*Problem to work on*. Your answer should be the complete set of entries, transcribed exactly.

(Materials provided begins)

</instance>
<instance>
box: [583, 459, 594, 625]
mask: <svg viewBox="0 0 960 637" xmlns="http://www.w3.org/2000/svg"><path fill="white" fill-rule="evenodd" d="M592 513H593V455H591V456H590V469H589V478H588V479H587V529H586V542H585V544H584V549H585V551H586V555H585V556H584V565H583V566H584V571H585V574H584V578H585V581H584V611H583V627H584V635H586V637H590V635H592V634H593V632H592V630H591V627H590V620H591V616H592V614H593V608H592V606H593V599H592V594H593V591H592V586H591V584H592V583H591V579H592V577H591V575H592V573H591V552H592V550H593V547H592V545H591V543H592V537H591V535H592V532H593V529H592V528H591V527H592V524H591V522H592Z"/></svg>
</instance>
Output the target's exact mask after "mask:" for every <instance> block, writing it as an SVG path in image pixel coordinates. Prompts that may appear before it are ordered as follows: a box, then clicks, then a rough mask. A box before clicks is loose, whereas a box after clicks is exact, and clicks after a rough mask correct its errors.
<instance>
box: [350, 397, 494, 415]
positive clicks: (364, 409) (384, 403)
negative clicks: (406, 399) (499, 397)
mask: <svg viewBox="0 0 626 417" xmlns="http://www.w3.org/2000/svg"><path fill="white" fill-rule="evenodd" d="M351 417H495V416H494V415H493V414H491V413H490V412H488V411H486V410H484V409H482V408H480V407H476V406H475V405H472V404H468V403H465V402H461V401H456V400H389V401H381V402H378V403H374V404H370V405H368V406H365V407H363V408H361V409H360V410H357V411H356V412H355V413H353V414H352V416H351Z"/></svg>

(Materials provided ends)

*The completed task*.
</instance>
<instance>
box: [583, 459, 594, 625]
mask: <svg viewBox="0 0 960 637" xmlns="http://www.w3.org/2000/svg"><path fill="white" fill-rule="evenodd" d="M592 513H593V455H591V456H590V469H589V478H588V479H587V529H586V542H585V544H584V549H585V551H586V555H585V556H584V565H583V566H584V571H585V574H584V578H585V581H584V611H583V627H584V635H586V637H590V635H592V634H593V632H592V630H591V627H590V620H591V616H592V614H593V608H592V606H593V599H592V594H593V591H592V586H591V584H592V583H591V579H592V577H591V575H592V573H591V552H592V550H593V547H592V545H591V543H592V537H591V535H592V532H593V529H592V528H591V527H592V524H591V522H592Z"/></svg>
</instance>
Output the target's exact mask after "mask:" for every <instance> block, writing it as an SVG path in image pixel coordinates. Prompts that may appear before it are ordered as follows: a box, then clicks, then a rough mask. A box before clicks is loose, whereas a box after clicks is exact, and clicks after a rough mask correct its errors.
<instance>
box: [350, 397, 494, 415]
positive clicks: (364, 409) (384, 403)
negative clicks: (406, 399) (499, 397)
mask: <svg viewBox="0 0 626 417" xmlns="http://www.w3.org/2000/svg"><path fill="white" fill-rule="evenodd" d="M351 417H495V416H494V415H493V414H491V413H490V412H488V411H486V410H484V409H482V408H480V407H476V406H475V405H472V404H468V403H465V402H461V401H456V400H389V401H381V402H378V403H374V404H370V405H368V406H365V407H363V408H361V409H360V410H357V411H356V412H355V413H353V414H352V416H351Z"/></svg>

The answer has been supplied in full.